> Stated problem A:
Answer these about the Brackenridge High School article, one line each:
(i) How much money did George W. Brackenridge set aside for a library?
(ii) How much did the red brick, three-story building end up costing?
(iii) In what year did Lanier High beat Brackenridge for the city basketball championship?
> Stated problem B:
Using the Brackenridge High School article, explain in one to three sentences why the alumni association has been celebrating the centennial for more than a year.
> Stated problem C:
Pick up the Brackenridge High School article right after its last sentence and write the next part.

> Quoted passage:
=======
When George W. Bracken-ridge donated land on what was then the south side of San Antonio for an educational institution, he included $40,000 for a building and $5,000 for a library.

Those were 1916 dollars and the red brick, three-story building ended up costing more than $300,000. Exactly a century ago today, San Antonio’s first academic high school, named for its patron, was dedicated. The school has since been completely rebuilt on the same land, now part of the trendy inner-city King William neighborhood.

Students, employees and alumni today will celebrate that centennial, a sometimes tumultuous history shaped by the city’s racial segregation, the national legal challenge to integrate public education — and a fierce fight over the school’s name along the way.

“Anyone can dream, but making dreams come true is a science,” the San Antonio Express wrote in February 1917 about the new school. “The minds of many must contribute if ‘air castles’ are to be changed into material things of beauty, of actual concrete and rock.”

Brackenridge’s first cohort came from San Antonio High School, a vocational school that eventually became Fox Tech. But they continued to attend classes at San Antonio High until fall 1917, when Bracken-ridge opened, so the Brackenridge Alumni Association has been celebrating the centennial for more than a year, its historian Dianna Buxkemper, 71, said.

A free public school for black students had operated since the late 1860s, according to the Texas Historical Commission, replaced in 1932 by Phillis Wheatley High School on the East Side. Other high schools in the San Antonio Independent School District had opened by 1939, the year Lanier High beat Brackenridge for the city basketball championship.
=======
> Data:
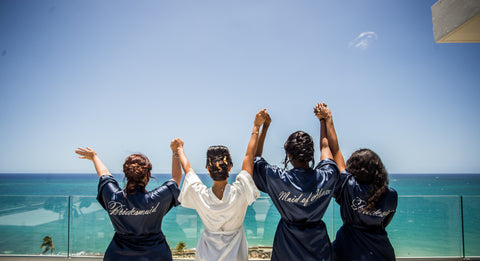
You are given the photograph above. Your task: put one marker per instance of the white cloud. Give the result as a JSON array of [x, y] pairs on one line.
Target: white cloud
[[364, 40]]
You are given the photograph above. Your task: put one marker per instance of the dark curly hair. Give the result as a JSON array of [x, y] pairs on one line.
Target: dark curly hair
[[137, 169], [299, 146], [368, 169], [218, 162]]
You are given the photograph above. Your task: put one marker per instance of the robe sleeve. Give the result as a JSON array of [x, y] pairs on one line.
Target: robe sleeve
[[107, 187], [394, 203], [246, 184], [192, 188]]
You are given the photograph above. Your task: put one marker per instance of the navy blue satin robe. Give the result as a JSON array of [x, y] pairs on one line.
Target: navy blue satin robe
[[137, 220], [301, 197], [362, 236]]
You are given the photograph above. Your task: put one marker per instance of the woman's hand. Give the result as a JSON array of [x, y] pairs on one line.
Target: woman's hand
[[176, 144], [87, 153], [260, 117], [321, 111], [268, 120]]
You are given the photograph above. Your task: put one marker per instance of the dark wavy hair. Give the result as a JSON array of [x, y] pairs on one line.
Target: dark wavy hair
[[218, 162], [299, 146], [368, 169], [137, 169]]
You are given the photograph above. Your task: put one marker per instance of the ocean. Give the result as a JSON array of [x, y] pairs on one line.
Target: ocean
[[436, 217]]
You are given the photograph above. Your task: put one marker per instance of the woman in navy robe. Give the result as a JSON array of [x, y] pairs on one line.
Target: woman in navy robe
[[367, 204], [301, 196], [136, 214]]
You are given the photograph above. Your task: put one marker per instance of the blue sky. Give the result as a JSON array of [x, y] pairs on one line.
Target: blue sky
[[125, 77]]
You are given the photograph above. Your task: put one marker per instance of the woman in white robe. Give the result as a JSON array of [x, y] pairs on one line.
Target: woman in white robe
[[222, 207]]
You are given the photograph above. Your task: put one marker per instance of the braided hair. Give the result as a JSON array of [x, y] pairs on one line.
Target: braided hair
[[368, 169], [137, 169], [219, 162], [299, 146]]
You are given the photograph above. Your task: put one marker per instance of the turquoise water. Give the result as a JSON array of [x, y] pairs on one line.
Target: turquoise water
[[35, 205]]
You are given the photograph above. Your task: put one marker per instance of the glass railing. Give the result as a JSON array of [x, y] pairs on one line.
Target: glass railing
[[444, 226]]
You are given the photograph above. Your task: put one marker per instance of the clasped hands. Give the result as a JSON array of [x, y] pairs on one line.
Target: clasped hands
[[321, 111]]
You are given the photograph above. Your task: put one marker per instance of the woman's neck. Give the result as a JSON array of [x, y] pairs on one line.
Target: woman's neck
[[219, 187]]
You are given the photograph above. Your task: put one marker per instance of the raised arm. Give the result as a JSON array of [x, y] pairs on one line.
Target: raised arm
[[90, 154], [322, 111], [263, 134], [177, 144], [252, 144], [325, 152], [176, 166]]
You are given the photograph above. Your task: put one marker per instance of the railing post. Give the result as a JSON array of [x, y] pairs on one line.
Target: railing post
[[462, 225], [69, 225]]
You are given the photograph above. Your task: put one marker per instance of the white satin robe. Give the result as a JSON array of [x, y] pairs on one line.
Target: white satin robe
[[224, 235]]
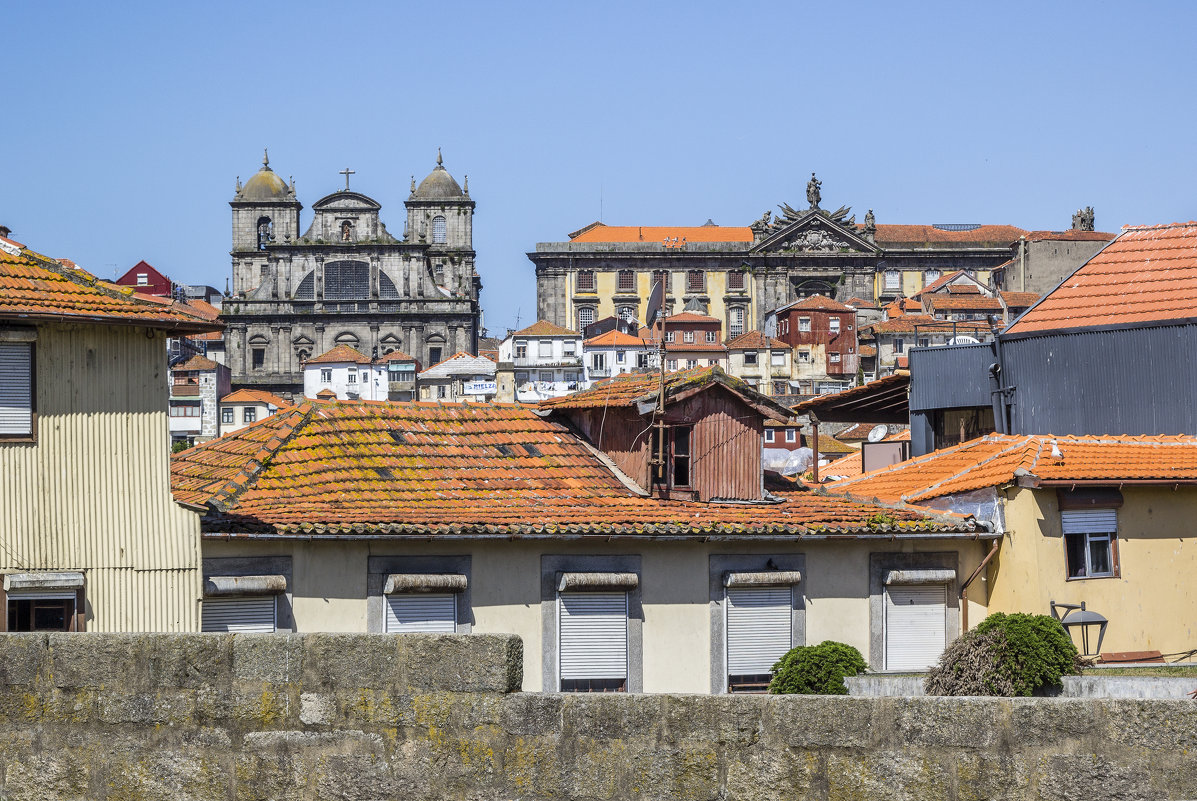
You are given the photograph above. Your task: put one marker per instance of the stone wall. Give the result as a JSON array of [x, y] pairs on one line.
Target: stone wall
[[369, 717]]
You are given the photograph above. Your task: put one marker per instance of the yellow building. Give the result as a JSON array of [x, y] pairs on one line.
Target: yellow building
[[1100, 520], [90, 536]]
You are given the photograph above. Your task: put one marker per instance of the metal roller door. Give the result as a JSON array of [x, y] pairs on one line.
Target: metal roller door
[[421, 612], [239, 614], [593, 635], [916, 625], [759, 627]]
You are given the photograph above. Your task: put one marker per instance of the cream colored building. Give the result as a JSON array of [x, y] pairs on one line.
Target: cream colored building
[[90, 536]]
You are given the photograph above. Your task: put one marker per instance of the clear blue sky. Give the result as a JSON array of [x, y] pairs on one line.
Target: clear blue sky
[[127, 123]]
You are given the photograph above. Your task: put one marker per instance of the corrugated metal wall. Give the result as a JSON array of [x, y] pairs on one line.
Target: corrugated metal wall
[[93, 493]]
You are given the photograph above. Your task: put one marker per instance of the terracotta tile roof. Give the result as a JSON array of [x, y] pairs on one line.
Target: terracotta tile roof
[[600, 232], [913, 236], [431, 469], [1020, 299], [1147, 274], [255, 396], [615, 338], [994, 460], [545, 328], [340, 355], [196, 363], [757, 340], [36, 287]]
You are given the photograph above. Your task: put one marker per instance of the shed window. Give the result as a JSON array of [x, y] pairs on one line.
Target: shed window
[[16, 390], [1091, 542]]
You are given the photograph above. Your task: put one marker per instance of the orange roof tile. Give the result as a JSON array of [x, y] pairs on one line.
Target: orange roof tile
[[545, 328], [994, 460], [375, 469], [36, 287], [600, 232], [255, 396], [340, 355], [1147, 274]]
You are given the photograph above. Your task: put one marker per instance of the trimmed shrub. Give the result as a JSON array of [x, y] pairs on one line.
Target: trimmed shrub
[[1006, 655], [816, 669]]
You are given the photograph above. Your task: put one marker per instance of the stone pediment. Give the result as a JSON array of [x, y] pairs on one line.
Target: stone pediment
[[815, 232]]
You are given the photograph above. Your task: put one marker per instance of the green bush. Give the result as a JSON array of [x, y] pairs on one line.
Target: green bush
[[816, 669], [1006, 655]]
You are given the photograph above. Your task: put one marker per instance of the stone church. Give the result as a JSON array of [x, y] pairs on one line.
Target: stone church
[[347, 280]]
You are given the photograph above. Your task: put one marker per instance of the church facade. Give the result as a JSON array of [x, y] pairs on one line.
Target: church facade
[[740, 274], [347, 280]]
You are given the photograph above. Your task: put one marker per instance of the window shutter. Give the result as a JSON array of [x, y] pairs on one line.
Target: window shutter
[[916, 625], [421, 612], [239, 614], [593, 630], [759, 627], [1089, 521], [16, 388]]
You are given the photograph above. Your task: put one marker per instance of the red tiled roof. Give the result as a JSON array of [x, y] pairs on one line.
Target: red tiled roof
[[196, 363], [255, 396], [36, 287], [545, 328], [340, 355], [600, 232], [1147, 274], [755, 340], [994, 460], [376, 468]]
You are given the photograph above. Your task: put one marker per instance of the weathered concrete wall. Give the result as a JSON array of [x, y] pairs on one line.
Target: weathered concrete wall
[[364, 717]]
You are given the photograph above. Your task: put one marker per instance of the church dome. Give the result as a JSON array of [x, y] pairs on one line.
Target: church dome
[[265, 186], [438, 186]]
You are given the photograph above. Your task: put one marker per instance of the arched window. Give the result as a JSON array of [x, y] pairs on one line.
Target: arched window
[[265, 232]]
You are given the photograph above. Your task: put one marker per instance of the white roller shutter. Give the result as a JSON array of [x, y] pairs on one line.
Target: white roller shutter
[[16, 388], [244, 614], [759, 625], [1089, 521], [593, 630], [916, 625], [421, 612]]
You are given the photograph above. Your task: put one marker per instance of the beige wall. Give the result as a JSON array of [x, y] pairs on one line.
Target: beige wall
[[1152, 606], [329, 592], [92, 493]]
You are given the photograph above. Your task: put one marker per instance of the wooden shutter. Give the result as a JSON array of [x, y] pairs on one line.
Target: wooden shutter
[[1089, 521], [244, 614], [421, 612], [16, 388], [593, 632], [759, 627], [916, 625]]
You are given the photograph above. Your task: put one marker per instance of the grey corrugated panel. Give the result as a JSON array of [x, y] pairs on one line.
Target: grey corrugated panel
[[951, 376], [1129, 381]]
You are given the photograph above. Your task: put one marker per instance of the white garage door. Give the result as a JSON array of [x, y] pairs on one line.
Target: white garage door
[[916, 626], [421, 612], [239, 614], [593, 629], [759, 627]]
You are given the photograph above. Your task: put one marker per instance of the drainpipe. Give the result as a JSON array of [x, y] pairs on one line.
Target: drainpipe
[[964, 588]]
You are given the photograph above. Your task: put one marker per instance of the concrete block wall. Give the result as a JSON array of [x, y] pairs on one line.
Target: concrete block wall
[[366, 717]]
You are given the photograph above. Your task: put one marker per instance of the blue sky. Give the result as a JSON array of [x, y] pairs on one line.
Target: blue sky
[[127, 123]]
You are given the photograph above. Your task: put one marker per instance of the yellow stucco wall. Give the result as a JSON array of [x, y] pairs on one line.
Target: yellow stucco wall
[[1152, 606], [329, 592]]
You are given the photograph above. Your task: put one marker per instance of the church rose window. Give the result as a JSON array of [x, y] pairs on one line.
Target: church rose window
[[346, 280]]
=======
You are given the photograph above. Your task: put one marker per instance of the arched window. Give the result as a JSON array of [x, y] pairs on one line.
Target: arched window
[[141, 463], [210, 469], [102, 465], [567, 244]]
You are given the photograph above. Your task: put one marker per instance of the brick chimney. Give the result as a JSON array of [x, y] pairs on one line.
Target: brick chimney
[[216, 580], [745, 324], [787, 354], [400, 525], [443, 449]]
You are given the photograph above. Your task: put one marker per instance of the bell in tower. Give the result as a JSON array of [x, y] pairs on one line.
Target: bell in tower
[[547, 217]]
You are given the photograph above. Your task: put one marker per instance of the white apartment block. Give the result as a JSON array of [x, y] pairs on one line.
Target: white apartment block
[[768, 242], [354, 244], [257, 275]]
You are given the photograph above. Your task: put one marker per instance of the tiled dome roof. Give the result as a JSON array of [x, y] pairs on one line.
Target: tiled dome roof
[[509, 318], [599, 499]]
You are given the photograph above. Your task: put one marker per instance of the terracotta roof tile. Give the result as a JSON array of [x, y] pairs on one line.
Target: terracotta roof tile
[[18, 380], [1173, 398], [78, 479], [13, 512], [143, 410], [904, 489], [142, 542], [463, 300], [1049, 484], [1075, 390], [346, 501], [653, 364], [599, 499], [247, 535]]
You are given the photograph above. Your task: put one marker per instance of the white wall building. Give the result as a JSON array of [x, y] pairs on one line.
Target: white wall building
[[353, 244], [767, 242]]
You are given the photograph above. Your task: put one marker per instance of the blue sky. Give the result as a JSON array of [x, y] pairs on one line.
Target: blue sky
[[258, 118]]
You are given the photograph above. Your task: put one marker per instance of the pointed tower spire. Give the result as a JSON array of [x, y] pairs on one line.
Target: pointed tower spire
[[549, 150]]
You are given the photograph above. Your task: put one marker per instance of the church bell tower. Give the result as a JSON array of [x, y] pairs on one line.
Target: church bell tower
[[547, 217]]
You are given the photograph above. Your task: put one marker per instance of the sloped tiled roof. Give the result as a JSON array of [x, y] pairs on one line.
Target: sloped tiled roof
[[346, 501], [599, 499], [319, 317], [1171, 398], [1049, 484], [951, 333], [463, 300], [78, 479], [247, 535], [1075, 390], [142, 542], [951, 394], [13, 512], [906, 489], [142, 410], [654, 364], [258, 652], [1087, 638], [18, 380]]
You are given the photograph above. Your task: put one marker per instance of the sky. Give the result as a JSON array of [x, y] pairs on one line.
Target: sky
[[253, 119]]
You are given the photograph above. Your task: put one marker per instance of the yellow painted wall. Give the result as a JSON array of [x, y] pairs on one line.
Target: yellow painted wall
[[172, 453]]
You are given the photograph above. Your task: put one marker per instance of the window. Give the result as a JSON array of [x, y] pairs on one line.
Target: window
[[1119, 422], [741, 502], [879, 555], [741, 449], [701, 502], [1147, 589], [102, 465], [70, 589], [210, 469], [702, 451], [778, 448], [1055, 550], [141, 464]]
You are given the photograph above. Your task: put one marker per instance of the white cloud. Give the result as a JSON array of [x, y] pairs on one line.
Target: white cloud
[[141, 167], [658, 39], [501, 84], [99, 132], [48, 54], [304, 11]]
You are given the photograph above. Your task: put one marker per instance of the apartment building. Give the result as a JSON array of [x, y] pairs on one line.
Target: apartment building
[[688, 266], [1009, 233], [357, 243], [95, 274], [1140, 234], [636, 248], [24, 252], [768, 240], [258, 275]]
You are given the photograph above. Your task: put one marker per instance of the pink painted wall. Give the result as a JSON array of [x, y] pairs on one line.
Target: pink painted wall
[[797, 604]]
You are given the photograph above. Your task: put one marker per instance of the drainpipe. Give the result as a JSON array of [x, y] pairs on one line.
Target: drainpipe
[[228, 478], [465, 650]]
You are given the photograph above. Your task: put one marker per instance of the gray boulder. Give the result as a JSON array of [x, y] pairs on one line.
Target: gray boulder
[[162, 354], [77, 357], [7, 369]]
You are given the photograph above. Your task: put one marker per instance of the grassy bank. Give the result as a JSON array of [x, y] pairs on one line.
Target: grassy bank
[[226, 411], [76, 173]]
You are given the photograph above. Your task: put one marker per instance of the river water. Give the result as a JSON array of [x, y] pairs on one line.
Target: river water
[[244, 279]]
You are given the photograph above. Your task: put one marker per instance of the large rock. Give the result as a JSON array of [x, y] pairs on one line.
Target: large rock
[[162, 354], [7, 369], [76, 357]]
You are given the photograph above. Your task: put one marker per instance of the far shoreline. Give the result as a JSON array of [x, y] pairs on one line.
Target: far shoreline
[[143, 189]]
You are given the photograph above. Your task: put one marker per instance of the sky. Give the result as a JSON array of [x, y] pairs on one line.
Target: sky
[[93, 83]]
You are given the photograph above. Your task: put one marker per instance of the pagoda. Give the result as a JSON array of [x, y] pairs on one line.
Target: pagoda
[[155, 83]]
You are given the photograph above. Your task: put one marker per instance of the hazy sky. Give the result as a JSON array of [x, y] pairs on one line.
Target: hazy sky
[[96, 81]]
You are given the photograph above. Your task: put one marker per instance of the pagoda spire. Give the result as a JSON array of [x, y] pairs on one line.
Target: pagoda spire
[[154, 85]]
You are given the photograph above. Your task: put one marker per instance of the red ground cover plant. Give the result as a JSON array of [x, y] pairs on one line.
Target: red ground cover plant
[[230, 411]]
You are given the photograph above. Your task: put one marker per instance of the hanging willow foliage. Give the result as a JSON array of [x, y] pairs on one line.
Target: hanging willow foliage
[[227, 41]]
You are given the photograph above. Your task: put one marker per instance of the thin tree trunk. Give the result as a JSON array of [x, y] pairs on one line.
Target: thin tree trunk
=======
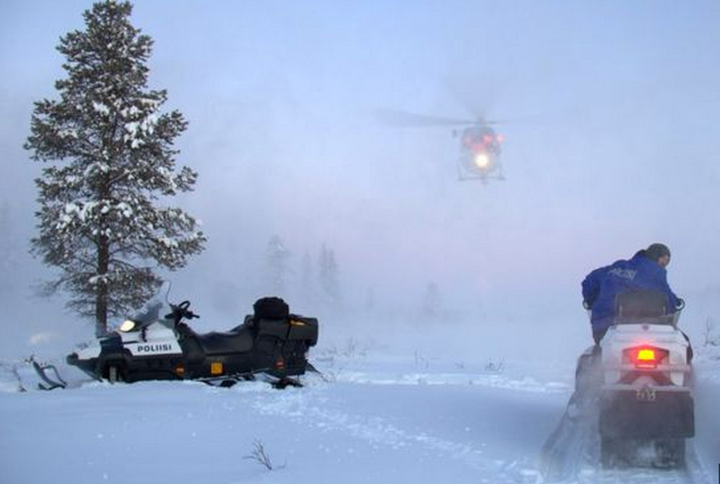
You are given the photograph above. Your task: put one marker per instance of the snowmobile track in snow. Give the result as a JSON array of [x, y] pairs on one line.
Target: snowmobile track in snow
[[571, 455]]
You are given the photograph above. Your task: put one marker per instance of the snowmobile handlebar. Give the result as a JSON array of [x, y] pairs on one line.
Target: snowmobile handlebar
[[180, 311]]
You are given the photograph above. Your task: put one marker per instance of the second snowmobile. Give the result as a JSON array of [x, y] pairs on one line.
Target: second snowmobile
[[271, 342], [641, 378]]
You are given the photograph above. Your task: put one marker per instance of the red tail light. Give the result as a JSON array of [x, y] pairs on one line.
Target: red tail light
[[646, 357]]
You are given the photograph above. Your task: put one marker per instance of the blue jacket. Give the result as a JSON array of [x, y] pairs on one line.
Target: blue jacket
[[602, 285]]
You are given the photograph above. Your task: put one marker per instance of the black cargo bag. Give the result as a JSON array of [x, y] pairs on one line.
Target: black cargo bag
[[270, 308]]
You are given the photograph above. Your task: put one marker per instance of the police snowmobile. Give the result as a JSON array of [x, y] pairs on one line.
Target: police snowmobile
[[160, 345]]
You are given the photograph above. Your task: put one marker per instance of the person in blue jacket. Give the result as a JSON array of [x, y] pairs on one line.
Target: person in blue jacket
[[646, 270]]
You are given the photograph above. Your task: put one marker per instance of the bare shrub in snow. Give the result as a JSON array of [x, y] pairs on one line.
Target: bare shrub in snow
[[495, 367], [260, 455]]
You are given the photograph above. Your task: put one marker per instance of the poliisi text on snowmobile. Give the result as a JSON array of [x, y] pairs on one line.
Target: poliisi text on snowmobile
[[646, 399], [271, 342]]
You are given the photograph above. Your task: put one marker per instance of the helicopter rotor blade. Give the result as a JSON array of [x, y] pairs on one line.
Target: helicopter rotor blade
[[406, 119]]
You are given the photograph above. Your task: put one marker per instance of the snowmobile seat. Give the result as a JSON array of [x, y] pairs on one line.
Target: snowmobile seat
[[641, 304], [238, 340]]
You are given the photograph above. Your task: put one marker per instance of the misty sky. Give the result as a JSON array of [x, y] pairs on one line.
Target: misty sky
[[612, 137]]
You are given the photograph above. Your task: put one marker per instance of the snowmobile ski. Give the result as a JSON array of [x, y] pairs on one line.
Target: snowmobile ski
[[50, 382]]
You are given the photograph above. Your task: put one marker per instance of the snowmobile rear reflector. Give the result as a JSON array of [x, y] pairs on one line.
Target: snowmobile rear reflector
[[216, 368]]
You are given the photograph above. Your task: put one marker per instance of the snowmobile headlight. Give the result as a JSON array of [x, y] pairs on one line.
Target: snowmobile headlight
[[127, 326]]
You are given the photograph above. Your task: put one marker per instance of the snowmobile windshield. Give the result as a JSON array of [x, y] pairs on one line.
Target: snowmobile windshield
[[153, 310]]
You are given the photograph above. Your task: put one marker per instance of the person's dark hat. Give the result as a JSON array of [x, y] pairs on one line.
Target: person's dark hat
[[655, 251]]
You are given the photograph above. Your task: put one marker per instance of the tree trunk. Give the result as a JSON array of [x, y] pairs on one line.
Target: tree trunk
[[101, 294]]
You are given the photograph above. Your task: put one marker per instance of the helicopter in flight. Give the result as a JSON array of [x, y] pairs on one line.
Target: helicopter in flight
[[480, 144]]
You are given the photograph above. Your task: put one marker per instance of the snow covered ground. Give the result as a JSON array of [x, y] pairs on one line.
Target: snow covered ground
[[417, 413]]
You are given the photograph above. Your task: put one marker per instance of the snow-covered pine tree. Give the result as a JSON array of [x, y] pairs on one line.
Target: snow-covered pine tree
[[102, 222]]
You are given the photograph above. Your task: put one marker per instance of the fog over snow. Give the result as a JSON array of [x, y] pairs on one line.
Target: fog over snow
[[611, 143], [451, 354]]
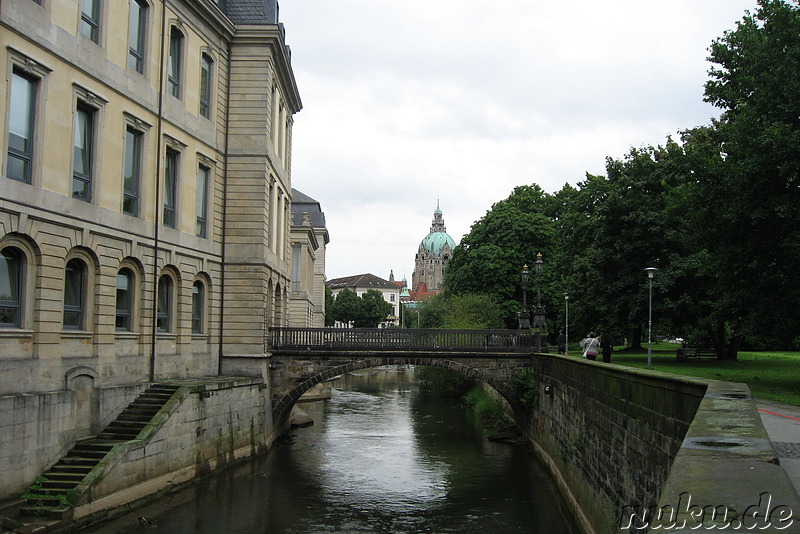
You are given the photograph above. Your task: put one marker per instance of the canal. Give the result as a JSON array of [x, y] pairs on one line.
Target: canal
=======
> Answer A:
(i) $5,000
(ii) More than $300,000
(iii) 1939

> Answer B:
Brackenridge's first group of students came from San Antonio High School. They kept attending classes there until Brackenridge opened in fall 1917. That is why the alumni association has been celebrating the centennial for more than a year.

> Answer C:
At the end of the game, a Brackenridge fan punched a Lanier star player, setting off a riot between Latinos and Anglos, according to Ignacio Garcia’s book, “When Mexicans Could Play Ball.”

Desegregation closed Wheatley High in 1970, and two years later Emerson Middle School moved to its building, said Leslie Price, SAISD spokeswoman. Brackenridge students, meanwhile, attended classes in shifts at Fox Tech while their building was demolished and rebuilt, according to SAISD.

Brackenridge reopened in 1974 with the Wheatley High name, an attempt to appease East Side community members who thought white students should have been bussed to Wheatley. The switch infuriated Brackenridge alumni, who fought to keep the eagle as the school’s mascot over the Wheatley lion.

“Someone suggested calling the new team the Griffins, a mythological creature with a body of a Lion and the head and wings of an Eagle,” wrote Harry Page of the Express-News. The eagle eventually won out.

Buxkemper came to the school as a guidance counselor in 1980, when it still was named Wheatley. Seven years later, alumni of Brackenridge High and the former Wheatley High on the East Side asked the SA-ISD board to restore the old names to their respective buildings, setting off a battle royal documented in Express-News archives.

“Most of the students were sons and daughters of Brack graduates,” Buxkemper noted, so a student survey chose Brackenridge by a 2-1 ratio. Some told the Express-News they thought the name change would attract more scholarship money from Brackenridge alumni.

Members of the National Association for the Advancement of Colored People called the proposal racist and said they’d accept nothing less than a high school named for Wheatley, the first published African-American poet. About 250 people packed the Jan. 25, 1988, school board meeting, some accusing teachers and coaches of campaigning for the name change despite a board-ordered moratorium on the debate during exam week.

The board’s vote to return the Brackenridge name was divided, with its only black trustee dissenting. It brought both cheers and tears, the Express-News reported.

Buxkemper retired in 2002, when it enrolled about 1,750 students and was predominantly Hispanic, as it is now. In the early 1980s, it was the only high school in SAISD that taught calculus and had a multilingual magnet program, fed by similar programs at Davis and Tafolla middle schools, she said.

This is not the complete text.